On 13/04/18 16:03, David Miller wrote:
> Whilst you may not be able to program the filter into the hardware
> synchronously, you should be able to allocate the ID and get all of
> the software state setup.
That's what we were doing before commit 3af0f34290f6 ("sfc: replace
asynchronous filter operations"), and (as mentioned in that commit)
that leads to (or at least the scheme we used had) race conditions
which I could not see a way to fix. If the hardware resets (and
thus forgets all its filters) after we've done the software state
setup but before we reach the point of finalising the software state
after the hardware operation, we don't know what operations we need
to do to re-apply the software state to the hardware, because we
don't know whether the reset happened before or after the hardware
Actually, it's not the insertion itself that this can happen to - if
the reset happens first then the insert will fail because other
hardware state we reference isn't set up yet. However, inserting
one filter can necessitate removing some others (lower-priority
multicast filters for the same flow); the code before 3af0f34290f6
was actually capable of getting so confused that it could double-
free a pointer.

(Entries from a pointing dataset)

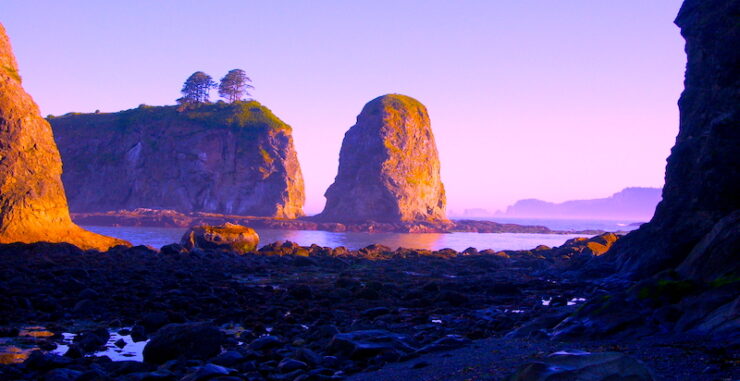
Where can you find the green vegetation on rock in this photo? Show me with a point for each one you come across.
(240, 114)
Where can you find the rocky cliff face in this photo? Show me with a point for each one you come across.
(33, 206)
(388, 166)
(223, 158)
(697, 218)
(630, 203)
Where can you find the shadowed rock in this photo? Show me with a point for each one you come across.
(585, 367)
(388, 166)
(33, 206)
(703, 171)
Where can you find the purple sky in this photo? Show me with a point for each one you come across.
(555, 100)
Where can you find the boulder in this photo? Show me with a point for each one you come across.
(227, 237)
(33, 205)
(188, 341)
(584, 366)
(388, 166)
(370, 343)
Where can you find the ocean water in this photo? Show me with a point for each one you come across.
(158, 237)
(567, 224)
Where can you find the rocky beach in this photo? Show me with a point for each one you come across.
(659, 303)
(310, 313)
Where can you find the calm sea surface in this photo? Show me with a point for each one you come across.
(158, 237)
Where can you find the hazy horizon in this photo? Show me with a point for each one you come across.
(574, 100)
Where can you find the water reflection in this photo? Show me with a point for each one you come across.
(158, 237)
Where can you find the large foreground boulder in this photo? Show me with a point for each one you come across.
(33, 205)
(702, 185)
(227, 237)
(188, 341)
(388, 166)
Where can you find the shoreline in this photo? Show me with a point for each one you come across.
(142, 217)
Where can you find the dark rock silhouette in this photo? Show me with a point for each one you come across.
(702, 186)
(233, 158)
(388, 166)
(630, 203)
(33, 206)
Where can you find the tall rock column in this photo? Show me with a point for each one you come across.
(33, 206)
(388, 166)
(696, 228)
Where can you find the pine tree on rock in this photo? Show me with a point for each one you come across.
(197, 88)
(234, 85)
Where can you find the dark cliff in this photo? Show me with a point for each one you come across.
(33, 206)
(388, 166)
(629, 203)
(697, 222)
(224, 158)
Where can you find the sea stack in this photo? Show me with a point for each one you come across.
(696, 228)
(388, 167)
(33, 206)
(228, 158)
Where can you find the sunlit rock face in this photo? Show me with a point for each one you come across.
(223, 158)
(33, 206)
(227, 237)
(698, 215)
(388, 166)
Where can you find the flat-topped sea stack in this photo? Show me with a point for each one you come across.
(696, 228)
(388, 167)
(231, 158)
(33, 206)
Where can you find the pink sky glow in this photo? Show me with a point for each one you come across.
(545, 99)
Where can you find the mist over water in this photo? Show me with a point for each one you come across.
(158, 237)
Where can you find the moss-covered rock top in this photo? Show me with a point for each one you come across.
(241, 114)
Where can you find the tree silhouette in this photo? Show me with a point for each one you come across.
(197, 88)
(234, 85)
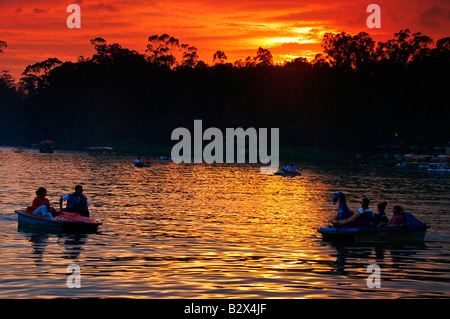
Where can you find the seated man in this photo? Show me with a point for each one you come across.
(363, 217)
(76, 202)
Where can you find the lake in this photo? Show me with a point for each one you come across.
(216, 231)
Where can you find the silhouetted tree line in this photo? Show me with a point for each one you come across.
(354, 96)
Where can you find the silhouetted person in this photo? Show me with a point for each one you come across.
(76, 202)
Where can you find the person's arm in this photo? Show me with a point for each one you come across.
(346, 221)
(63, 198)
(33, 204)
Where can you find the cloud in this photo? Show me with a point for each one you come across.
(431, 16)
(101, 6)
(39, 10)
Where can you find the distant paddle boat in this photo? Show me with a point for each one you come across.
(46, 147)
(142, 163)
(101, 151)
(64, 222)
(284, 173)
(438, 167)
(165, 159)
(414, 230)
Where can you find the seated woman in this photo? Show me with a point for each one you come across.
(363, 217)
(398, 219)
(41, 205)
(381, 217)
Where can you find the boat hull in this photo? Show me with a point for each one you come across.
(283, 173)
(374, 235)
(62, 223)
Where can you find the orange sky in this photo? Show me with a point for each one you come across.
(36, 29)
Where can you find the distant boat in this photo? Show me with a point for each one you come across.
(143, 163)
(46, 147)
(64, 222)
(165, 159)
(101, 151)
(438, 167)
(284, 173)
(414, 230)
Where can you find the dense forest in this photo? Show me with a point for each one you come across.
(356, 95)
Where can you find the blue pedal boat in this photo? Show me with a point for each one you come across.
(414, 230)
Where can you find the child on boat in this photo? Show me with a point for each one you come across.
(381, 217)
(398, 219)
(41, 205)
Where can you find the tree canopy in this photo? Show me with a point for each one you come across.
(355, 95)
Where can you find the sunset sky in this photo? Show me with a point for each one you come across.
(36, 29)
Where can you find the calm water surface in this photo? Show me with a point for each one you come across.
(205, 231)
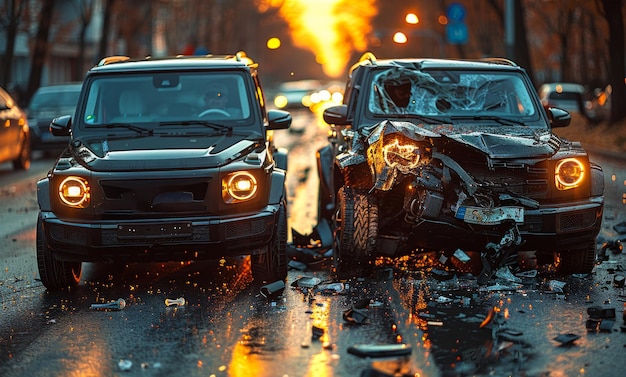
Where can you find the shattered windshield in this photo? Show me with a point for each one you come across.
(159, 100)
(450, 93)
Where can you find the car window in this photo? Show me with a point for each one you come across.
(157, 97)
(432, 93)
(54, 99)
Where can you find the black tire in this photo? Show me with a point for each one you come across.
(356, 232)
(577, 261)
(55, 275)
(22, 162)
(272, 265)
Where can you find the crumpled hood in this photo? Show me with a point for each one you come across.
(509, 146)
(496, 142)
(161, 152)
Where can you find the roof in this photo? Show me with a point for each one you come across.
(368, 59)
(125, 63)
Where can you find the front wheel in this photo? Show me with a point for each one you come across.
(356, 232)
(272, 265)
(55, 275)
(577, 261)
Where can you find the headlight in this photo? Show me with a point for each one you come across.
(75, 192)
(238, 187)
(569, 173)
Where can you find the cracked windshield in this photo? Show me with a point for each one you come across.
(312, 188)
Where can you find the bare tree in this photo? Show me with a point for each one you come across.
(40, 50)
(85, 12)
(613, 13)
(10, 17)
(106, 28)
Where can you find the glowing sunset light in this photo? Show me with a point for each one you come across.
(273, 43)
(331, 29)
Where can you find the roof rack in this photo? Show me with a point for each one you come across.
(113, 59)
(503, 61)
(368, 56)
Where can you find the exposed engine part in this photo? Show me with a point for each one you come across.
(495, 254)
(426, 204)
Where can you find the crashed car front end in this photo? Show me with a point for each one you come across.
(454, 202)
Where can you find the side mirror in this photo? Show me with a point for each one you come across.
(559, 117)
(278, 119)
(61, 126)
(337, 115)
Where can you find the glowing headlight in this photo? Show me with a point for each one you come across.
(75, 192)
(402, 156)
(569, 173)
(239, 186)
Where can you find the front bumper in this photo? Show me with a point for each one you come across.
(167, 239)
(548, 228)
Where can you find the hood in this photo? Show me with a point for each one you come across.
(161, 152)
(509, 146)
(496, 142)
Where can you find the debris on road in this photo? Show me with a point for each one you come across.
(566, 339)
(175, 302)
(273, 289)
(355, 315)
(380, 350)
(119, 304)
(125, 365)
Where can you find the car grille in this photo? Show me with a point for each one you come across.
(518, 178)
(152, 196)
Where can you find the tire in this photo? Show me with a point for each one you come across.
(22, 162)
(356, 232)
(272, 265)
(55, 275)
(577, 261)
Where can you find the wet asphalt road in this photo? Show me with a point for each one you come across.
(226, 328)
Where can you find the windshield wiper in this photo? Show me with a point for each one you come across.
(139, 130)
(501, 120)
(218, 127)
(423, 118)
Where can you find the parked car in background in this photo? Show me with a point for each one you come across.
(14, 133)
(47, 103)
(567, 96)
(296, 94)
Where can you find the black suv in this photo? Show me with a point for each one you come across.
(442, 155)
(169, 159)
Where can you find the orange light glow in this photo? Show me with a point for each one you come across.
(411, 18)
(400, 37)
(331, 29)
(273, 43)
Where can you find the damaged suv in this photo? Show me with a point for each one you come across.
(442, 155)
(169, 159)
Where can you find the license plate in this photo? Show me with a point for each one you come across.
(490, 216)
(154, 231)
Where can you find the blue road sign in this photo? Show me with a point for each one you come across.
(455, 12)
(456, 33)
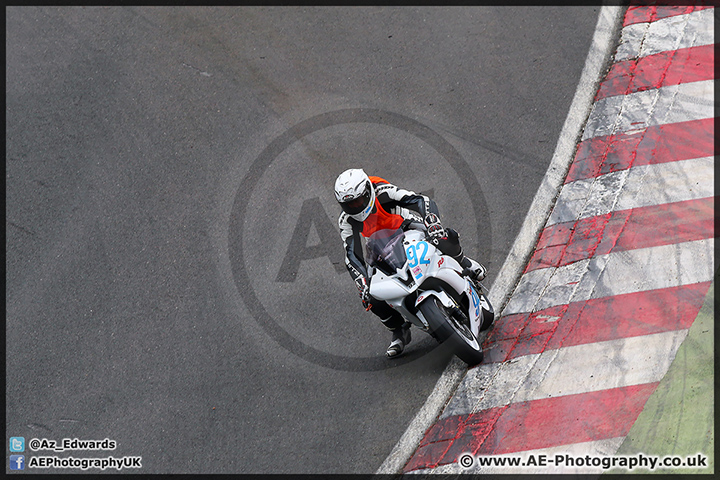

**REQUIREMENT A:** In the mailing list message, what does the hardware forget when it resets?
**REQUIREMENT B:** List each date, time, and commit hash that appears in the mailing list message, giving each one only once.

**CORRECT RESULT A:** All its filters.

**CORRECT RESULT B:** 13/04/18, 16:03, 3af0f34290f6